Set of tasks
A) Decide whether each statement agrees with the multilingual schema thread, answering yes or no and quoting the words of the thread that settle it: (i) the current "translations" table has one column per language; (ii) the proposed "tx_text" table has (base_text, language) as its primary key; (iii) more than one row of "languages" may have "is_base" set to true.
B) Using the multilingual schema thread, answer each question:
(i) What name is proposed for the table that holds the text to be translated?
(ii) What is the partial unique index on "languages" called?
(iii) What default value is given for the "is_base" column?
C) Pick up the multilingual schema thread after its last sentence and continue it.

Source extract

• • • • •

Re: advice on schema for multilingual text

Michael Glaesemann <grzm@xxxxxxxxxxxxx> · Mon, 10 Apr 2006 09:49:35 +0900

On Apr 9, 2006, at 0:31 , Daniel McBrearty wrote:

Hi

I have a website that has multilingual text stored in the database.  
Currently I just have a flat table (lets called it "translations"),  
one row per text item, one column per language. This works OK, for  
now, but I am looking at a redesign. Mostly I want to keep  
information about the languages in teh db as well, so that look  
like an extra table, one row per lang.

The problem that now arises is that there is an expected  
correlation between the "languages" and "translations" tables -  
there should be a row in languages for each column of translations.  
AFAIK (could well be wrong, I am no expert in db theory) there is  
no real way to express in the ddl. Not ideal.

An alternative layout would now be to lose the "translations"  
table, and have two tables in place; one called "base_text"  
containing the text to be translated, and another called, say,  
"tx_text" which contains the translations. Each row of "tx_text"  
references both "base_text" and also "languages".

This looks like a nice layout, as there is an abstract rep of the  
languages, and we lose the "translations" table which can get very  
wide. It's nice that the schema doesn't actually change to add a  
new language.

BUT there are certain invariants that need to be enforced. The main  
one is this:

There must only be one row in "site_text" for any given language  
referencing a given row of "base_text".

You'd want a unique index on (base_text, language), like:

create table tx_text
(
	base_text text not null
		references base_text(base_text)
	, language text not null
		references languages (language)
	, primary key (base_text, language)
	, tx_text text not null
);

I would also like to have a column in "languages", type boolean,  
called "is_base" - this says what the base language is. Here, only  
ONE row can have a true value. (Obviously it has default value of  
false and is not null).

Here you want a partial unique index on languages where is_base is true
create table languages
(
	language text primary key
	, is_base boolean not null
);

create unique index languages_only_one_true_base_idx
on languages (is_base)
where is_base;

Another invariant now comes in - the language referenced by every  
row of "site_text" MUST have "is_base" set to FALSE.

• • • • •

Excerpts of point annotation data:
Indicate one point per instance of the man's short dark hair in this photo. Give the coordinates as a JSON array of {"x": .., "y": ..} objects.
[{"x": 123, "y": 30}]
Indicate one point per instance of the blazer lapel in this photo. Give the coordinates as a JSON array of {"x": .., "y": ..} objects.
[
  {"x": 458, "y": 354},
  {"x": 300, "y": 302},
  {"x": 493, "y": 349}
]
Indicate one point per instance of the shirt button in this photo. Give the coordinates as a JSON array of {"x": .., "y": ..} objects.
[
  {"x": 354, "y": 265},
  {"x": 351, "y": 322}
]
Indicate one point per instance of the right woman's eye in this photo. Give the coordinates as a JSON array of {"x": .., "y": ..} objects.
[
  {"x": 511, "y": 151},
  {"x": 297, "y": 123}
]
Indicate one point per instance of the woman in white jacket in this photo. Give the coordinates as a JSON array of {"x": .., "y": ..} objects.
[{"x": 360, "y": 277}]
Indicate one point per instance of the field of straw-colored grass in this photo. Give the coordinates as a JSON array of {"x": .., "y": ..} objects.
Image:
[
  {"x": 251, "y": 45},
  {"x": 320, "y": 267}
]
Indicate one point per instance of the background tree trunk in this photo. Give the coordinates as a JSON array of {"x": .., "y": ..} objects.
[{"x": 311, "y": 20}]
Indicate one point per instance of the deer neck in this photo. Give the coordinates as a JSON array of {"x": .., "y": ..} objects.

• • • • •

Final answers
A)
(i) Yes: "one row per text item, one column per language"
(ii) Yes: "primary key (base_text, language)"
(iii) No: "only ONE row can have a true value"

B)
(i) "base_text"
(ii) languages_only_one_true_base_idx
(iii) False

C)
I can think of two ways to do this: one is to write a trigger to  
enforce this, something like:

create function non_base_language_translations_check
returns trigger()
language plpgsql as $$
begin
	if exists (
		select *
		from tx_text
		natural join languages
		where not is_base
		)
	then
		raise exception
		'Language of translation text must not be a base language.';
	end if;
end;
$$;

Then use this function on triggers that fire on insert and update on  
tx_text and on update on languages.

Another is to include the is_base column in tx_text (with both  
language and is_base referencing languages) and use a check  
constraint to make sure is_base is false:

create table tx_text
(
	base_text text not null
		references base_text(base_text)
	, language text not null
	, is_base boolean not null check not is_base
	, foreign key (language, is_base) references languages (language,  
is_base)
		on update cascade
	, primary key (base_text, language)
	, tx_text text not null
);

The latter method is denormalized, which is not something I usually  
recommend. I don't know how the constraint checking overhead of using  
a trigger compares with using the foreign key and check constraint.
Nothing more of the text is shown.